Aim | Collect every line of the items below that contains the string "standing", reproducing each line unchanged.

Supplied records |
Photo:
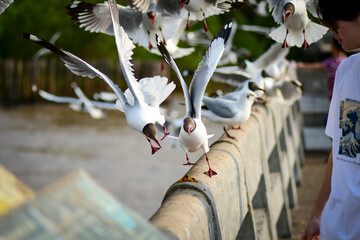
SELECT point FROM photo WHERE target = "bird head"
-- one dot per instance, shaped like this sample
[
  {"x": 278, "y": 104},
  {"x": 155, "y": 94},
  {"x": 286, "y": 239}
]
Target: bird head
[
  {"x": 254, "y": 87},
  {"x": 151, "y": 15},
  {"x": 189, "y": 125},
  {"x": 150, "y": 131},
  {"x": 289, "y": 9},
  {"x": 182, "y": 2}
]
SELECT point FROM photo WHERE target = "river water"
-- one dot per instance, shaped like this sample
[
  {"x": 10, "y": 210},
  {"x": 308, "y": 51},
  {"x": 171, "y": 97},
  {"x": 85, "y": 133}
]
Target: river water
[{"x": 44, "y": 142}]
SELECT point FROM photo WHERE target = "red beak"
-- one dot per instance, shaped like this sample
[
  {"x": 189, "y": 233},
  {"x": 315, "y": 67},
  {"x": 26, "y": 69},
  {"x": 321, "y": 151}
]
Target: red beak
[
  {"x": 182, "y": 4},
  {"x": 188, "y": 130}
]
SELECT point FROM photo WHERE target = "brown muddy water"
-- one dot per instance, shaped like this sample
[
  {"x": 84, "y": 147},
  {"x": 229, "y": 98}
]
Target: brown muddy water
[{"x": 42, "y": 143}]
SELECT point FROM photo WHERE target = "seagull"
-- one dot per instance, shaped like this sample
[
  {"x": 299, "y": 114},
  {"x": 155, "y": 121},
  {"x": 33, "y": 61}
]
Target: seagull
[
  {"x": 167, "y": 7},
  {"x": 233, "y": 112},
  {"x": 140, "y": 26},
  {"x": 193, "y": 134},
  {"x": 140, "y": 102},
  {"x": 4, "y": 4},
  {"x": 44, "y": 51},
  {"x": 296, "y": 29},
  {"x": 201, "y": 9},
  {"x": 82, "y": 103}
]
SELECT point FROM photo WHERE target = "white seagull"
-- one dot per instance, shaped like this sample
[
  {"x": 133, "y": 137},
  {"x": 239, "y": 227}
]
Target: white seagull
[
  {"x": 4, "y": 4},
  {"x": 232, "y": 112},
  {"x": 193, "y": 134},
  {"x": 141, "y": 100},
  {"x": 82, "y": 103},
  {"x": 201, "y": 9},
  {"x": 140, "y": 26},
  {"x": 296, "y": 28}
]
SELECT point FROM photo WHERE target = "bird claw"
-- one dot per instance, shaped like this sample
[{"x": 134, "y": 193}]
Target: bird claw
[
  {"x": 210, "y": 173},
  {"x": 154, "y": 149},
  {"x": 189, "y": 164}
]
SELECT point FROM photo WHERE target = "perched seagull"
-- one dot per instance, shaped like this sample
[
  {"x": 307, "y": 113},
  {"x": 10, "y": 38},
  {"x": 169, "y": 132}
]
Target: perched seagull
[
  {"x": 193, "y": 135},
  {"x": 296, "y": 29},
  {"x": 141, "y": 100},
  {"x": 140, "y": 26},
  {"x": 82, "y": 103},
  {"x": 44, "y": 51},
  {"x": 4, "y": 4},
  {"x": 232, "y": 112}
]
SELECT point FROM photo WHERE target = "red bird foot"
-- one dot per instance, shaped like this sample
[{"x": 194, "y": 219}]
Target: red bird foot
[
  {"x": 210, "y": 173},
  {"x": 305, "y": 45},
  {"x": 189, "y": 164},
  {"x": 154, "y": 149},
  {"x": 285, "y": 45}
]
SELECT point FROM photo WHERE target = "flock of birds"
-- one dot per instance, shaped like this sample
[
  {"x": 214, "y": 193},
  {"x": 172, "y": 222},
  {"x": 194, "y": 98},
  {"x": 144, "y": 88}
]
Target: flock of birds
[{"x": 158, "y": 25}]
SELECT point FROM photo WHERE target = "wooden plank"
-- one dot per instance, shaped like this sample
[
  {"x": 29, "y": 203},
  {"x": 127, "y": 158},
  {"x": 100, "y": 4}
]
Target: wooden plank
[
  {"x": 75, "y": 208},
  {"x": 12, "y": 191}
]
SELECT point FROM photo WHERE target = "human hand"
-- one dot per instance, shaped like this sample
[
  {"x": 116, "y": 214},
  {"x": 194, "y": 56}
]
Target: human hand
[{"x": 312, "y": 229}]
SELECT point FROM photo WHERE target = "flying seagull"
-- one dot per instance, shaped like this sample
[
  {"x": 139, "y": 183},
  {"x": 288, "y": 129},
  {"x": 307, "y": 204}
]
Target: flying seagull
[
  {"x": 193, "y": 134},
  {"x": 140, "y": 102}
]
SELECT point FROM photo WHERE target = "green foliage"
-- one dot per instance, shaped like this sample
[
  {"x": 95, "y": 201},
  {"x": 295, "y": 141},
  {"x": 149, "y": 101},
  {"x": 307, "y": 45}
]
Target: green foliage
[{"x": 44, "y": 18}]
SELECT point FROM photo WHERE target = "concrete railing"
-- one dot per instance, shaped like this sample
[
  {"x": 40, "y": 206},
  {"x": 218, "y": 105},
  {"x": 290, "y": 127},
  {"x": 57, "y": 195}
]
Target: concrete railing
[{"x": 255, "y": 188}]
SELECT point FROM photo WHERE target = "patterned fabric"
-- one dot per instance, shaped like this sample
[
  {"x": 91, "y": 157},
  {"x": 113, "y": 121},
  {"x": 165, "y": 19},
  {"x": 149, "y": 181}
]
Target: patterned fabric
[{"x": 331, "y": 64}]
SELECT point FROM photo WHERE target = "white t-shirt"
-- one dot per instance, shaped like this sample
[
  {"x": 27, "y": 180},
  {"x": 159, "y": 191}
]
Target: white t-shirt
[{"x": 341, "y": 215}]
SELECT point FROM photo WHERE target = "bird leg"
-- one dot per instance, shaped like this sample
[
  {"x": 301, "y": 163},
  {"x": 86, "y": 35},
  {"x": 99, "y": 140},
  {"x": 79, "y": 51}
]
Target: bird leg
[
  {"x": 285, "y": 45},
  {"x": 188, "y": 162},
  {"x": 150, "y": 45},
  {"x": 205, "y": 25},
  {"x": 210, "y": 172},
  {"x": 305, "y": 44},
  {"x": 165, "y": 133},
  {"x": 164, "y": 41},
  {"x": 187, "y": 22},
  {"x": 228, "y": 134},
  {"x": 153, "y": 149}
]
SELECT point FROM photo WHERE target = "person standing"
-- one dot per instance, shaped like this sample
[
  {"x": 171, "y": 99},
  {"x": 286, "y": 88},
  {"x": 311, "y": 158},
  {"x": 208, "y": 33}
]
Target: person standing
[
  {"x": 329, "y": 64},
  {"x": 336, "y": 212}
]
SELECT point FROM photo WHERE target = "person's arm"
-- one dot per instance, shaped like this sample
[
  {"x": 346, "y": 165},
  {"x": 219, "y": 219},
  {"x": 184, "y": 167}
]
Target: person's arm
[
  {"x": 313, "y": 226},
  {"x": 313, "y": 66}
]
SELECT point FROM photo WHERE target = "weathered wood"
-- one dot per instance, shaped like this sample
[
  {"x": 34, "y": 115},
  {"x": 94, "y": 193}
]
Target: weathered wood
[
  {"x": 75, "y": 208},
  {"x": 12, "y": 191}
]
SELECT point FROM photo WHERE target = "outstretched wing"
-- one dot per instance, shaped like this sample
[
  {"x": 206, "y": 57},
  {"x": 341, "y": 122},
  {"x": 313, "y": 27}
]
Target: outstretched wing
[
  {"x": 96, "y": 17},
  {"x": 124, "y": 46},
  {"x": 276, "y": 6},
  {"x": 220, "y": 106},
  {"x": 169, "y": 60},
  {"x": 207, "y": 67},
  {"x": 76, "y": 65}
]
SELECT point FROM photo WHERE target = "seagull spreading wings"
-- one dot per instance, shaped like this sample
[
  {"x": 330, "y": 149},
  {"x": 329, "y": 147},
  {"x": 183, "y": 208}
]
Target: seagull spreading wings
[
  {"x": 140, "y": 26},
  {"x": 193, "y": 135},
  {"x": 296, "y": 29},
  {"x": 4, "y": 4},
  {"x": 82, "y": 103},
  {"x": 167, "y": 7},
  {"x": 140, "y": 102}
]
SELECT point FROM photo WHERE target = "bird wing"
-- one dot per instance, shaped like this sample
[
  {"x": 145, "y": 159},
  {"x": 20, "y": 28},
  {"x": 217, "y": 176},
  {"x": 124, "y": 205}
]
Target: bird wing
[
  {"x": 76, "y": 65},
  {"x": 5, "y": 3},
  {"x": 58, "y": 99},
  {"x": 124, "y": 46},
  {"x": 276, "y": 6},
  {"x": 207, "y": 67},
  {"x": 104, "y": 105},
  {"x": 169, "y": 60},
  {"x": 96, "y": 17},
  {"x": 219, "y": 106},
  {"x": 311, "y": 6}
]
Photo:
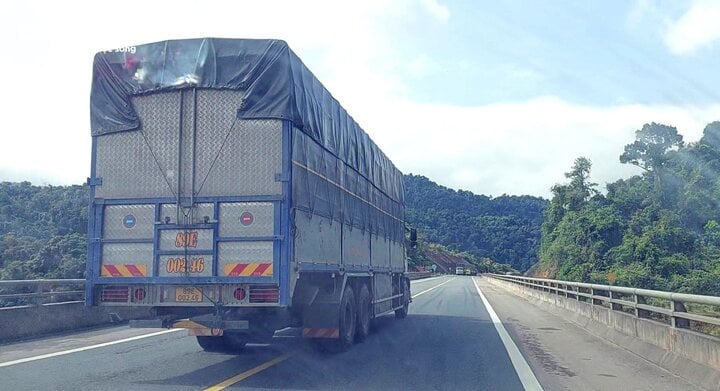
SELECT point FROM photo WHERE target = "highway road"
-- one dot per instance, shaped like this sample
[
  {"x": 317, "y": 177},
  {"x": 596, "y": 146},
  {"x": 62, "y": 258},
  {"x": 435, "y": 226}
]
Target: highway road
[{"x": 452, "y": 340}]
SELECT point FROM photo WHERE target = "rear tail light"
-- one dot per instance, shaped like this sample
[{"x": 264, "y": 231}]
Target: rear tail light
[
  {"x": 115, "y": 294},
  {"x": 139, "y": 294},
  {"x": 239, "y": 294},
  {"x": 264, "y": 294}
]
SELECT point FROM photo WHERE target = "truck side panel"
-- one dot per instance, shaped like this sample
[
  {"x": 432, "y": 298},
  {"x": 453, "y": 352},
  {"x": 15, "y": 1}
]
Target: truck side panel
[{"x": 317, "y": 239}]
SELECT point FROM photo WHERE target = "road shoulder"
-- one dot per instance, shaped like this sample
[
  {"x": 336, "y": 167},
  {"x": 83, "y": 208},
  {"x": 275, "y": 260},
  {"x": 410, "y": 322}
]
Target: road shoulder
[{"x": 564, "y": 356}]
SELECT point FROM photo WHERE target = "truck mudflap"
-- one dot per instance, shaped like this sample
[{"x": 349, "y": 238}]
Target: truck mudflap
[
  {"x": 321, "y": 320},
  {"x": 204, "y": 325}
]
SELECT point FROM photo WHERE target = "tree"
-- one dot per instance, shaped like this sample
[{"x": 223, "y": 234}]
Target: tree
[{"x": 651, "y": 145}]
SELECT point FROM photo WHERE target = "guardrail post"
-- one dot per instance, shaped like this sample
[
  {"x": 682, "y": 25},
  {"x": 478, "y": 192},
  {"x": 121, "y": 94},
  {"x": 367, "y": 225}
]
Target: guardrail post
[
  {"x": 677, "y": 306},
  {"x": 614, "y": 306},
  {"x": 640, "y": 313},
  {"x": 39, "y": 300}
]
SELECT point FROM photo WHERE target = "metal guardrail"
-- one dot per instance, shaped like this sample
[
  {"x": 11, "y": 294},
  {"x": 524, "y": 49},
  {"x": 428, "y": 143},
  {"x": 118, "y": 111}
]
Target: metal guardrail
[
  {"x": 669, "y": 307},
  {"x": 19, "y": 293},
  {"x": 418, "y": 275}
]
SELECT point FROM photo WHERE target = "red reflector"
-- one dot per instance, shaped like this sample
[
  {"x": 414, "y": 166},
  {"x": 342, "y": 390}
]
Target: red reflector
[
  {"x": 139, "y": 294},
  {"x": 239, "y": 294},
  {"x": 264, "y": 294}
]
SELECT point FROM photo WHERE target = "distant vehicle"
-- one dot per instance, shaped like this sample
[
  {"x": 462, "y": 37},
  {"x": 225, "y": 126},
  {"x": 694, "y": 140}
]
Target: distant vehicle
[{"x": 234, "y": 196}]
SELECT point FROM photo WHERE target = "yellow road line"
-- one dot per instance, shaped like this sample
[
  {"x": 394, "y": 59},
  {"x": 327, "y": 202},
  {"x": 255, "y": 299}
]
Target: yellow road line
[{"x": 248, "y": 373}]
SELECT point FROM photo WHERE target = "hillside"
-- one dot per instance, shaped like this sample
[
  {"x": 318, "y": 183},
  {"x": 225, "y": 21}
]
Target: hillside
[
  {"x": 43, "y": 228},
  {"x": 658, "y": 230},
  {"x": 42, "y": 231},
  {"x": 505, "y": 229}
]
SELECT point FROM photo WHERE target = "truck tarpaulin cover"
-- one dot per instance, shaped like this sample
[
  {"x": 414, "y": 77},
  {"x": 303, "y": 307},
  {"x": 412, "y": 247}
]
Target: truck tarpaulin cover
[{"x": 275, "y": 83}]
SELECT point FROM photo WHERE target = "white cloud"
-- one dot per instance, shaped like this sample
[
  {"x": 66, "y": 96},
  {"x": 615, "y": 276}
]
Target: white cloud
[
  {"x": 512, "y": 147},
  {"x": 520, "y": 147},
  {"x": 437, "y": 10},
  {"x": 698, "y": 28}
]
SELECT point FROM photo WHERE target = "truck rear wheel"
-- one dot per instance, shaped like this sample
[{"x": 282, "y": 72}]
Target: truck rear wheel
[
  {"x": 363, "y": 314},
  {"x": 348, "y": 318}
]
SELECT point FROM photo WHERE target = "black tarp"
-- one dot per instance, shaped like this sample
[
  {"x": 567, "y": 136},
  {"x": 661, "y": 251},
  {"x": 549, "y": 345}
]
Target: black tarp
[{"x": 276, "y": 84}]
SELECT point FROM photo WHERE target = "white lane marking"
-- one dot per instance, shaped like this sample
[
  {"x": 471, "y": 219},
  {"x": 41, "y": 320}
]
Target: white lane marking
[
  {"x": 82, "y": 349},
  {"x": 426, "y": 279},
  {"x": 527, "y": 377},
  {"x": 428, "y": 290}
]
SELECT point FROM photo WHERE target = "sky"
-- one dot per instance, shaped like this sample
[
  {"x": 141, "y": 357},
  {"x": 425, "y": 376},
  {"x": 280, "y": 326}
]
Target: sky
[{"x": 494, "y": 97}]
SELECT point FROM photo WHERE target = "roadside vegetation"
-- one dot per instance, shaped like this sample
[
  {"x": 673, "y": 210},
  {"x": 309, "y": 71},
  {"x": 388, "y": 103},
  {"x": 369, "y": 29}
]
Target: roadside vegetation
[{"x": 657, "y": 230}]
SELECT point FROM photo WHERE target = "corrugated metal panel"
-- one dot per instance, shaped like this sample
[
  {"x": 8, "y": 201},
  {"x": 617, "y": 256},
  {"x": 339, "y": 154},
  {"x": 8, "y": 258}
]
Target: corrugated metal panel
[
  {"x": 199, "y": 212},
  {"x": 238, "y": 157},
  {"x": 142, "y": 163}
]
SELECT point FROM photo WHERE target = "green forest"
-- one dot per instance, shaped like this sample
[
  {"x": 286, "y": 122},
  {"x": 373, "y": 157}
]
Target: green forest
[
  {"x": 658, "y": 230},
  {"x": 43, "y": 228},
  {"x": 505, "y": 229},
  {"x": 42, "y": 231}
]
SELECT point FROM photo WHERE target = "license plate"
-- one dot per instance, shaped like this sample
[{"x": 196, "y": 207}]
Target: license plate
[{"x": 188, "y": 294}]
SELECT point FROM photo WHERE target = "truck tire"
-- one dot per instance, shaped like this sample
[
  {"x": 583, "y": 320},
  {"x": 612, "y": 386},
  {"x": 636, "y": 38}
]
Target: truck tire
[
  {"x": 211, "y": 344},
  {"x": 363, "y": 314},
  {"x": 401, "y": 313},
  {"x": 348, "y": 318},
  {"x": 234, "y": 342}
]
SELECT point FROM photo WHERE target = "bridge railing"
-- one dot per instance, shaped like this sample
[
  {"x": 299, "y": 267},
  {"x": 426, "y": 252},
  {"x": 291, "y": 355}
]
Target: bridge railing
[
  {"x": 678, "y": 310},
  {"x": 19, "y": 293}
]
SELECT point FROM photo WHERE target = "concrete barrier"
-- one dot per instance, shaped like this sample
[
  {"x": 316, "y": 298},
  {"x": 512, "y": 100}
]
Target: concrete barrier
[
  {"x": 24, "y": 322},
  {"x": 685, "y": 353}
]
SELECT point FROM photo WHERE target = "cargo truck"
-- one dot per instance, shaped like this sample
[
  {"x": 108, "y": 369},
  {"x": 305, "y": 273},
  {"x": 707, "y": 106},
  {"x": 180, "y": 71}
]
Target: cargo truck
[{"x": 234, "y": 196}]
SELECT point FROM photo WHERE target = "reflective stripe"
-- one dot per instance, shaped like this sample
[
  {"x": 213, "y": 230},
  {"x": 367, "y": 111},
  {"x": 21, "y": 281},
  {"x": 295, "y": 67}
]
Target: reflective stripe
[
  {"x": 249, "y": 269},
  {"x": 124, "y": 271}
]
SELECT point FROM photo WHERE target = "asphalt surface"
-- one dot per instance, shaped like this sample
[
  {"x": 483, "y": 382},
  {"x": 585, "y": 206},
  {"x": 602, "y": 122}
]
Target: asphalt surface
[{"x": 447, "y": 342}]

Completed exercise |
SELECT point FROM photo WHERE target = "person standing"
Target: person standing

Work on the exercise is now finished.